[Passage shown]
The Abbeygate Shopping Centre (sometimes mistakenly referred to as 'Abbey Gate Shopping Precinct') is a shopping centre in the town centre of Nuneaton, Warwickshire, England. It was first opened in the 1960s and was originally known as Heron Way, and was once home to an indoor market. During a refurbishment in the 1990s a glass atrium roof was fitted and it was renamed Abbeygate. It now comprises 40 retail units. The centre has a retail mix of multi-nationals and small independents.

The anchor stores were Argos and Peacocks. In 2020, Peacocks permanently closed down in the shopping centre, however it has since reopened once again in 2021 after a buyer was found. The reason for Argos' closure was due to Sainsbury's closing their standalone high-street stores as part of a "reorganisation". Argos still operate as a 'click and collect' branch inside the Vicarage Street Sainsbury's supermarket.

[Available data]
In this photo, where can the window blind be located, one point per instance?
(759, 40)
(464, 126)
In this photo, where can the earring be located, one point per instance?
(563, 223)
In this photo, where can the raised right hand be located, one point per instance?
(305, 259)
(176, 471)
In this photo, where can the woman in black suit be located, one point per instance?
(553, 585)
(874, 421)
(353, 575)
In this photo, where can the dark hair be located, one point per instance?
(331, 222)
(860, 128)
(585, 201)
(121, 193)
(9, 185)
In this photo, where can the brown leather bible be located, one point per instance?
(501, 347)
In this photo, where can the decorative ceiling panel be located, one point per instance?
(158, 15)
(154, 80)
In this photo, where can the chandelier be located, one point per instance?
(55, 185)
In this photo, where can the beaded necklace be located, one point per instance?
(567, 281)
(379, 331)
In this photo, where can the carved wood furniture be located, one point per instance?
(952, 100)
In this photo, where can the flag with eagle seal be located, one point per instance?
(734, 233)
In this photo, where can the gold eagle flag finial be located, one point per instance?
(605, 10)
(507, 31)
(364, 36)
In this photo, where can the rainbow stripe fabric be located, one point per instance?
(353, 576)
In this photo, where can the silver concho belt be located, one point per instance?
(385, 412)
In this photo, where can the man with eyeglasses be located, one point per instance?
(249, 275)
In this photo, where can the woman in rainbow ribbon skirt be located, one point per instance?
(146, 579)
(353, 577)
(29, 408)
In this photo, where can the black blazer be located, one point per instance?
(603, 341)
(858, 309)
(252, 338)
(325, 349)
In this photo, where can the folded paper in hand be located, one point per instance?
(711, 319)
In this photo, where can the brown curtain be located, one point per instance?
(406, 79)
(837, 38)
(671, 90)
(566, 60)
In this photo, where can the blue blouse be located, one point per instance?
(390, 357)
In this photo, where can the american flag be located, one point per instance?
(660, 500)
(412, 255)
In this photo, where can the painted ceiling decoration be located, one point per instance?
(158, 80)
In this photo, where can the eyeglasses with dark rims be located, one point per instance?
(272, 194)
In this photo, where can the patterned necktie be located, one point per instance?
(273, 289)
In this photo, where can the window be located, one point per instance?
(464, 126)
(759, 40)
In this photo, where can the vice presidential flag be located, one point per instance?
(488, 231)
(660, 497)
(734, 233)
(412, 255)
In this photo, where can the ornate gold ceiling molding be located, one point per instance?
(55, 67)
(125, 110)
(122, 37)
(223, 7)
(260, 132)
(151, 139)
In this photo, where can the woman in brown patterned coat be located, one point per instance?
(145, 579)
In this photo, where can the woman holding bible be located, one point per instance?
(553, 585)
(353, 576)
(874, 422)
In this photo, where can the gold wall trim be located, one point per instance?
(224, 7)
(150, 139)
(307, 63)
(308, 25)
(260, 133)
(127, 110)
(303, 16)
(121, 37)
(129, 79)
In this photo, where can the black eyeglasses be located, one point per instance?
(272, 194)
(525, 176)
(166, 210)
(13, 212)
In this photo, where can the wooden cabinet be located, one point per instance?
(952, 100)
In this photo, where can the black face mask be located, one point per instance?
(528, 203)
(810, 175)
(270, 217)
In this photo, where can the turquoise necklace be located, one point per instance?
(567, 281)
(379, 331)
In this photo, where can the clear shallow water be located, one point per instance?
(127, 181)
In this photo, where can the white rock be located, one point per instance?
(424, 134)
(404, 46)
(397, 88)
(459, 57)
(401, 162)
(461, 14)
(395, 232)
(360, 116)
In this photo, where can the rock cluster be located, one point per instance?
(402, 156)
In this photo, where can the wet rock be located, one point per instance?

[What you need to do]
**1.** Reproduce the Abbeygate Shopping Centre text verbatim from "The Abbeygate Shopping" up to and including "and small independents.".
**2.** Continue the Abbeygate Shopping Centre text, starting right after its final sentence.

[Written responses]
**1.**
The Abbeygate Shopping Centre (sometimes mistakenly referred to as 'Abbey Gate Shopping Precinct') is a shopping centre in the town centre of Nuneaton, Warwickshire, England. It was first opened in the 1960s and was originally known as Heron Way, and was once home to an indoor market. During a refurbishment in the 1990s a glass atrium roof was fitted and it was renamed Abbeygate. It now comprises 40 retail units. The centre has a retail mix of multi-nationals and small independents.

**2.**
In October 2010 the main post office for the town relocated from the outside of the centre to an internal shop.

The centre is privately owned. In April 2018 it was sold to a mystery local property company for £4.3 million; considerably less than the £17 million the previous owners had paid for it in 2005.

from 14 January 2021, the former BrightHouse store, located inside of the Abbeygate Shopping Centre, was used as a vaccination centre during the coronavirus pandemic.